EXERCISE OBJECTIVE »
Copy the listing below line for line, with no changes from start to finish.

PROVIDED RECORDS »
+ + + +
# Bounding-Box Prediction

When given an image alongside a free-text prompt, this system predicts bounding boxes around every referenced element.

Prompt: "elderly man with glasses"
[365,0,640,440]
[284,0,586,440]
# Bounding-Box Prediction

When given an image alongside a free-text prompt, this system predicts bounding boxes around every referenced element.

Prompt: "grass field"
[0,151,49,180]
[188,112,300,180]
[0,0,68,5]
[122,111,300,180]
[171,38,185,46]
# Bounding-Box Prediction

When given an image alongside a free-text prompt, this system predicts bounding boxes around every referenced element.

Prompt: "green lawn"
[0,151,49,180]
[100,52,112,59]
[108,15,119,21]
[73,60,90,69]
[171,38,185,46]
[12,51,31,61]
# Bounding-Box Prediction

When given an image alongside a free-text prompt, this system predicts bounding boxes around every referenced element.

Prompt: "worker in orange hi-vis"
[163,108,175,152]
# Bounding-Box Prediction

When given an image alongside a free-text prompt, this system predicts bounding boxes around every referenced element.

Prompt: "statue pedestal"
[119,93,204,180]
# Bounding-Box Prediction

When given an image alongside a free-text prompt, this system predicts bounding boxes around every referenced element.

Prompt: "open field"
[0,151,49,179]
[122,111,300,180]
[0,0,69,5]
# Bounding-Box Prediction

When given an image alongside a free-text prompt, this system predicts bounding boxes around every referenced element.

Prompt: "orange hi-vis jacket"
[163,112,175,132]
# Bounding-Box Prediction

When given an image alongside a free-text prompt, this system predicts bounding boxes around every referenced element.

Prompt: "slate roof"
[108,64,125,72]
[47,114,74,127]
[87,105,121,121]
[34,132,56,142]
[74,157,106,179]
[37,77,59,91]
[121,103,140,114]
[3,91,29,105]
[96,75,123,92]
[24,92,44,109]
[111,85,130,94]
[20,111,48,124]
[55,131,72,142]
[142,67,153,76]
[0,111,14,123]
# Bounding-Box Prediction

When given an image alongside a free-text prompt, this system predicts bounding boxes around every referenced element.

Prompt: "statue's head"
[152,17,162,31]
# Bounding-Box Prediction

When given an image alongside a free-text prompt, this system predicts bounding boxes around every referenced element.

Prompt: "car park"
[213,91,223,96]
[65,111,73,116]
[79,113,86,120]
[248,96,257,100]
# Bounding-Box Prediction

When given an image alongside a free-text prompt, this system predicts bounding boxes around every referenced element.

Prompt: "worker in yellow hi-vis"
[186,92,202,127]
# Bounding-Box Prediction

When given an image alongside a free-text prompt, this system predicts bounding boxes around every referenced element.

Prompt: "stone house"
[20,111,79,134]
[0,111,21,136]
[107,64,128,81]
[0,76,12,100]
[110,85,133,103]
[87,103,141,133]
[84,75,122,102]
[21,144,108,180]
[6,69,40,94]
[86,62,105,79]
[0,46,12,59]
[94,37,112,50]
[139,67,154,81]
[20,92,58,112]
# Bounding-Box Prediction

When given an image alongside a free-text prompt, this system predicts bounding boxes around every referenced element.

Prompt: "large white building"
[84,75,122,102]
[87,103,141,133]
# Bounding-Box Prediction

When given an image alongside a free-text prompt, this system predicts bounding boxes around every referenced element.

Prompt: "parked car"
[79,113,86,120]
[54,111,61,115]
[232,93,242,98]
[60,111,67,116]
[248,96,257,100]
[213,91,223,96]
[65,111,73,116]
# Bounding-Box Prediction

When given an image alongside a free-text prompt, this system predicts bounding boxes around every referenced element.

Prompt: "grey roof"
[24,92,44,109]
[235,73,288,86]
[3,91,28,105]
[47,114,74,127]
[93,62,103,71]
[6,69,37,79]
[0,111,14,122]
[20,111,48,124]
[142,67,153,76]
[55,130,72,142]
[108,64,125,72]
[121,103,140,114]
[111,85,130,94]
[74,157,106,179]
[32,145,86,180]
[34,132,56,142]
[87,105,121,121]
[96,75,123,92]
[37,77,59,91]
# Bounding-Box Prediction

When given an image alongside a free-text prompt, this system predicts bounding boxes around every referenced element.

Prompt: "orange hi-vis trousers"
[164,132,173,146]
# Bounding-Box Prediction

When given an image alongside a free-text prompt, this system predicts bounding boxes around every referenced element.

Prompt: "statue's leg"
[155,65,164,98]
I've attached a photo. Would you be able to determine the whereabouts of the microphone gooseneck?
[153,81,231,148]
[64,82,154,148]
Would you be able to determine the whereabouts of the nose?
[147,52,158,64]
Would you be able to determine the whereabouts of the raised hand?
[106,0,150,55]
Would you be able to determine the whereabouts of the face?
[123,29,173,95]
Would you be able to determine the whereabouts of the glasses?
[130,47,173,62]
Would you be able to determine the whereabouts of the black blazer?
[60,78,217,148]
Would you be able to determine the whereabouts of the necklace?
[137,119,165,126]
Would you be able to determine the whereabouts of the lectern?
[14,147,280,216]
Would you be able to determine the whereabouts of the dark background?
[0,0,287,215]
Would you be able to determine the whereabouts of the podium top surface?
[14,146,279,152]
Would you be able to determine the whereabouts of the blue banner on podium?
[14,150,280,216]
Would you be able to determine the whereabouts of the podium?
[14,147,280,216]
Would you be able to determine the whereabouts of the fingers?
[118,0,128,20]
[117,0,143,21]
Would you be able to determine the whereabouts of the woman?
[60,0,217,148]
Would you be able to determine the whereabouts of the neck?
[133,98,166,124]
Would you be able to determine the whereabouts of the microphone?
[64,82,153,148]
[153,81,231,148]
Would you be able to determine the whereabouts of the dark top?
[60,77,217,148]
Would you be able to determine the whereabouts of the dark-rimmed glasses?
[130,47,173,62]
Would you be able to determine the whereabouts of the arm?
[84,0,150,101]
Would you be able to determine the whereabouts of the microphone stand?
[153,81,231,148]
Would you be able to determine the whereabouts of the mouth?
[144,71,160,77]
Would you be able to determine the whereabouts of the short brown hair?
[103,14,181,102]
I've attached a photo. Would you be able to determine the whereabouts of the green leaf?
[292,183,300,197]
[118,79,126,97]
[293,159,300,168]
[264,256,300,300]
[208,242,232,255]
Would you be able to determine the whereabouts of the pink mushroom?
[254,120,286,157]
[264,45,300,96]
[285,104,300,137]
+ + + +
SOLUTION TO THIS PROBLEM »
# Bounding-Box Prediction

When given an image alongside a free-text prompt, this system predicts bounding boxes around every referenced element.

Prompt: "elderly man with glasses"
[365,0,640,440]
[284,0,586,440]
# Bounding-Box Prediction

When given an image alongside a free-text prompt, this system predicts bounding boxes around every referenced element.

Prompt: "grass field"
[0,151,49,180]
[188,112,300,180]
[0,0,68,5]
[122,111,300,180]
[171,38,185,46]
# Bounding-Box Prediction

When given an image alongside a free-text prompt, this system predicts bounding boxes around every referenced element.

Prompt: "green lawn"
[0,151,49,180]
[100,52,112,59]
[108,15,119,21]
[73,60,90,69]
[171,38,185,46]
[12,51,31,61]
# Bounding-Box Prediction

When given an image alongside a free-text prompt, this system predicts bounding boxes around every referenced element.

Prompt: "worker in orange hi-vis"
[163,108,175,152]
# Bounding-Box Prediction

When given an image alongside a free-text prompt, this system predicts bounding boxes around every referenced element.

Prompt: "statue pedestal"
[119,93,204,180]
# Bounding-Box Prediction

When given an image alongside a free-text prompt, this system predicts bounding boxes around every referenced element.

Prompt: "open field"
[0,151,49,179]
[122,111,300,180]
[0,0,69,5]
# Bounding-Box Prediction

When given an image alongside a free-text prompt, this system predicts bounding boxes around every referenced element.

Prompt: "orange hi-vis jacket"
[163,112,175,132]
# Bounding-Box Prediction

When given an image alongside a free-text prompt, this system predicts bounding boxes around every referenced element.

Prompt: "slate roof"
[108,64,125,72]
[47,114,74,127]
[87,105,121,121]
[34,132,56,142]
[74,157,106,179]
[37,77,59,91]
[121,103,140,114]
[3,91,29,105]
[96,75,123,92]
[24,92,44,109]
[111,85,130,94]
[20,111,48,124]
[55,131,72,142]
[142,67,153,76]
[0,111,14,123]
# Bounding-Box Prediction

When given an image alongside a free-text prompt, this system predicts bounding boxes around every referenced element.

Prompt: "statue's head"
[152,17,162,31]
# Bounding-Box Prediction

When given an image alongside a free-text prompt, this system predicts bounding boxes around every referenced element.

Prompt: "car park"
[213,91,223,96]
[65,111,73,116]
[79,113,86,120]
[248,96,257,100]
# Bounding-Box Prediction

When given an image alongside a free-text prompt, this system predicts bounding boxes around every referenced element.

Prompt: "worker in yellow hi-vis"
[186,92,202,127]
# Bounding-Box Prediction

When given an image alongside a free-text prompt, this system predicts bounding boxes around every referenced element.

Prompt: "stone house"
[20,111,79,134]
[0,111,21,136]
[107,64,128,81]
[0,76,12,100]
[110,85,133,103]
[87,103,141,133]
[84,75,122,102]
[21,144,108,180]
[6,69,40,94]
[86,62,105,79]
[0,46,12,59]
[94,37,112,50]
[139,67,154,81]
[20,92,58,112]
# Bounding-Box Prediction

When given an image alongside a free-text prompt, this system predicts bounding boxes around every referenced element.

Prompt: "large white building"
[84,75,122,102]
[87,103,141,133]
# Bounding-Box Prediction

When given an image alongside a free-text prompt, this system predicts bounding boxes around every referenced element.

Prompt: "parked car"
[79,113,86,120]
[54,111,61,115]
[232,93,242,98]
[60,111,67,116]
[248,96,257,100]
[213,91,223,96]
[65,111,73,116]
# Bounding-Box Prediction

When given an image alongside a free-text prompt, this system predicts bounding boxes around every referenced element.

Prompt: "grey roof"
[24,92,44,109]
[235,73,288,86]
[3,91,28,105]
[47,114,74,127]
[93,62,103,71]
[6,69,37,79]
[0,111,14,122]
[20,111,48,124]
[142,67,153,76]
[55,130,72,142]
[108,64,125,72]
[121,103,140,114]
[111,85,130,94]
[74,157,106,179]
[32,145,86,180]
[34,132,56,142]
[87,105,121,121]
[96,75,123,92]
[37,77,59,91]
# Bounding-Box Prediction

When given an image alongside a free-text prompt, this system predicts bounding boxes around every referenced element.

Prompt: "orange hi-vis trousers"
[164,132,173,146]
# Bounding-Box Prediction

When given an image alongside a free-text prompt, this system predicts bounding boxes around every referenced element.

Prompt: "statue's leg"
[155,65,164,98]
I've attached a photo. Would you be able to determine the whereabouts of the microphone gooseneck?
[153,81,231,148]
[64,82,154,148]
Would you be able to determine the whereabouts of the nose?
[147,52,158,64]
Would you be able to determine the whereabouts of the raised hand?
[106,0,150,55]
Would you be able to determine the whereabouts of the face?
[123,29,173,95]
Would you be able to determine the whereabouts of the glasses?
[130,47,173,62]
Would you be able to determine the whereabouts of the black blazer?
[60,78,217,148]
Would you be able to determine the whereabouts of the necklace?
[137,119,165,126]
Would you be able to determine the whereabouts of the lectern?
[14,147,280,216]
Would you be able to determine the whereabouts of the dark background?
[0,0,287,215]
Would you be able to determine the whereabouts of the podium top surface?
[14,146,279,152]
Would you be able to determine the whereabouts of the blue banner on podium?
[14,150,280,216]
Would you be able to determine the whereabouts of the podium?
[14,147,280,216]
Would you be able to determine the whereabouts of the fingers?
[118,0,128,20]
[117,0,143,21]
Would you be able to determine the whereabouts of the woman?
[60,0,217,148]
Would you be able to determine the whereabouts of the neck?
[133,98,166,124]
Would you be able to determine the whereabouts of the microphone?
[64,82,153,148]
[153,81,231,148]
Would you be able to determine the whereabouts of the dark top?
[60,77,217,148]
Would you be able to determine the whereabouts of the dark-rimmed glasses?
[130,47,173,62]
Would you be able to determine the whereabouts of the arm?
[84,0,150,101]
Would you be able to determine the whereabouts of the microphone stand?
[153,81,231,148]
Would you be able to determine the whereabouts of the mouth?
[144,71,160,77]
Would you be able to determine the whereabouts of the short brown hair?
[103,14,181,102]
I've attached a photo. Would you be able to determine the whereabouts of the green leaf?
[292,183,300,197]
[118,79,126,97]
[293,159,300,168]
[264,256,300,300]
[208,242,232,255]
Would you be able to determine the whereabouts of the pink mushroom?
[254,120,286,157]
[264,45,300,96]
[285,104,300,137]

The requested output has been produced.